(Given passage Opens)

Lymphocytes from chronic lymphocytic leukaemia undergo ABL1-linked amoeboid motility and homotypic interaction as an early adaptive change to ex vivo culture

Those stimuli that together promote the survival, differentiation and proliferation of the abnormal B-lymphocytes of chronic lymphocytic leukaemia (CLL) are encountered within tissues, where together they form the growth-supporting microenvironment. Different tissue-culture systems promote the survival of the neoplastic lymphocytes from CLL, partly replicating the in vivo tissue environment of the disorder. In the present study, we focussed on the initial adaptive changes to the tissue culture environment focussing particularly on migratory behaviour and cellular interactions.

We suggest that ABL1-induced amoeboid motility and homotypic interaction represent a distinctive early response to the tissue environment by CLL lymphocytes. This response is separate from that induced by chemokine or during heterotypic cell-contact, and may play a role in the initial entry and interactions of CLL lymphocytes in tissues.

A high-density CLL culture system was employed to test CLL cell-responses using a range of microscopic techniques and flow cytometric analyses, supported by mathematical measures of cell shape-change and by biochemical techniques. The study focussed on the evaluation of changes to the F-actin cytoskeleton and cell behaviour and on ABL1 signalling processes.

We showed that the earliest functional response by the neoplastic lymphocytes was a rapid shape-change caused through rearrangement of the F-actin cytoskeleton that resulted in amoeboid motility and promoted frequent homotypic interaction between cells. This initial response was functionally distinct from the elongated motility that was induced by chemokine stimulation, and which also characterised heterotypic interactions between CLL lymphocytes and accessory cells at later culture periods. ABL1 is highly expressed in CLL lymphocytes and supports their survival, it is also recognised however to have a major role in the control of the F-actin cytoskeleton. We found that the cytoplasmic fraction of ABL1 became co-localised with F-actin structures of the CLL lymphocytes and that the ABL1 substrate CRKL became phosphorylated during initial shape-change. The ABL-inhibitor imatinib mesylate prevented amoeboid movement and markedly reduced homotypic interactions, causing cells to acquire a globular shape to rearrange F-actin to a microvillus form that closely resembled that of CLL cells isolated directly from circulation.

(Given passage Closes)
(Source data Opens)

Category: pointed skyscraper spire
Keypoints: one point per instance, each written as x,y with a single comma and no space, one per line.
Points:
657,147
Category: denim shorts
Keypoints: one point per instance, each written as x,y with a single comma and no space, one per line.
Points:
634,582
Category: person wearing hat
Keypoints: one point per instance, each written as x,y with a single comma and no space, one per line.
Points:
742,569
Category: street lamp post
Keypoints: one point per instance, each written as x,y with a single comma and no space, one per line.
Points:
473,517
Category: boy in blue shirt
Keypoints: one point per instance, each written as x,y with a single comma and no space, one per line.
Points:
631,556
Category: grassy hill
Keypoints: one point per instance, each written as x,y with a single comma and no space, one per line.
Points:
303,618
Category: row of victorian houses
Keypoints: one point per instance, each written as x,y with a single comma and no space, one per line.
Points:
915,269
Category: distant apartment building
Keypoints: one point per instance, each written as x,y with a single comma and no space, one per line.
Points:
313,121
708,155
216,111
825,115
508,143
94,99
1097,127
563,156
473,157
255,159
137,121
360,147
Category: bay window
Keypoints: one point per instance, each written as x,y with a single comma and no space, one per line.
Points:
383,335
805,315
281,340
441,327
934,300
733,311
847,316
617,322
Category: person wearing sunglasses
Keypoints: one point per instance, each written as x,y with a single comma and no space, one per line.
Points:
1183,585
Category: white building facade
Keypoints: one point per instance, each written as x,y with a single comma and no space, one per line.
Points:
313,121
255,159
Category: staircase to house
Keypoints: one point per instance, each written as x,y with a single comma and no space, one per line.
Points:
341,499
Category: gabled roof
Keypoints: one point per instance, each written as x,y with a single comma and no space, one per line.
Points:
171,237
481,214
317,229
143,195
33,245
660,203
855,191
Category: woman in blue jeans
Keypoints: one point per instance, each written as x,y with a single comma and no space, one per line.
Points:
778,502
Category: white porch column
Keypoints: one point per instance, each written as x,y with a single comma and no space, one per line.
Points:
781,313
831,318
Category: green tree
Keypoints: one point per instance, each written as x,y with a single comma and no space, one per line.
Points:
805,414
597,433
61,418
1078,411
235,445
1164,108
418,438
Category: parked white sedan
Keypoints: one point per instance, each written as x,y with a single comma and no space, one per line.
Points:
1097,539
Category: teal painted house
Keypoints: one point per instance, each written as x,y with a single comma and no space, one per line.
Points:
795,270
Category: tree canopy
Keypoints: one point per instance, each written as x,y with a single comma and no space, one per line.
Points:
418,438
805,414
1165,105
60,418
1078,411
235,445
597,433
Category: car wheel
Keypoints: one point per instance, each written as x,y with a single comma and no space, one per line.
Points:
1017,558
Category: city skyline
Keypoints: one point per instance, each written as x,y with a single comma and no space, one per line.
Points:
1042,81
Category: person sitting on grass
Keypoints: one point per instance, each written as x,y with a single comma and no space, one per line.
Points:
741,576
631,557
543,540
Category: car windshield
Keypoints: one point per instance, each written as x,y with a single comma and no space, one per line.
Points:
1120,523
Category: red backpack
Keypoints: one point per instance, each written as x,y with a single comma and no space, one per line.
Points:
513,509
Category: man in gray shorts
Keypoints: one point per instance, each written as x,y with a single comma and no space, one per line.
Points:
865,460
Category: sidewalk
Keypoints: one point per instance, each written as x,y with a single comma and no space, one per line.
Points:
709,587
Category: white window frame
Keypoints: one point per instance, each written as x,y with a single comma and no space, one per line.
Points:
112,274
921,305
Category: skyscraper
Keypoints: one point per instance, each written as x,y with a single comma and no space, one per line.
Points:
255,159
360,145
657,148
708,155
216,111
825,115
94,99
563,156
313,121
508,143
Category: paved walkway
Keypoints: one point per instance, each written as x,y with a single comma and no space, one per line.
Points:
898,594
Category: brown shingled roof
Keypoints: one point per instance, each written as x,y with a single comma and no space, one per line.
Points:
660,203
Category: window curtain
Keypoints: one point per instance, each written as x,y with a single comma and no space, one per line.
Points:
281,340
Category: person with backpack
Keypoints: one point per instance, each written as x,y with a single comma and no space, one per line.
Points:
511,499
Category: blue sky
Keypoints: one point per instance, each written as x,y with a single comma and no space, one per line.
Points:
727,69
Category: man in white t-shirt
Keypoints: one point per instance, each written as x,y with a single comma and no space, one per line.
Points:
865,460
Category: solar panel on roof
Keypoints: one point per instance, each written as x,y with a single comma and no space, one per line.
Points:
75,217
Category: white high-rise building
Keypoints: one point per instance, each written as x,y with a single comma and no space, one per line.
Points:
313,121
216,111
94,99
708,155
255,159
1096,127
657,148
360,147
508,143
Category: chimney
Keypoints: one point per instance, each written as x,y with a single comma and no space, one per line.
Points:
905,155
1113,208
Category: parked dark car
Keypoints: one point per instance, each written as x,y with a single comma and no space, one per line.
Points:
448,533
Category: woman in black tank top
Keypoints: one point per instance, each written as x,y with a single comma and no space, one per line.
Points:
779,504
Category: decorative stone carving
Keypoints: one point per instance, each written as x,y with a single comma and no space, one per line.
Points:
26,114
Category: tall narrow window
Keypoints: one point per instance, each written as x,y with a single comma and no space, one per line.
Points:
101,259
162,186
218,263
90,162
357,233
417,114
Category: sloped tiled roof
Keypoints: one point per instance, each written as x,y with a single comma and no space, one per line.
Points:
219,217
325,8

(Source data Closes)

§ **Work instruction**
In the passage on CLL lymphocytes, what was the earliest functional response of the neoplastic lymphocytes to culture?

§ **Reply to the task**
A rapid shape-change caused by rearrangement of the F-actin cytoskeleton, which resulted in amoeboid motility and promoted frequent homotypic interaction between cells.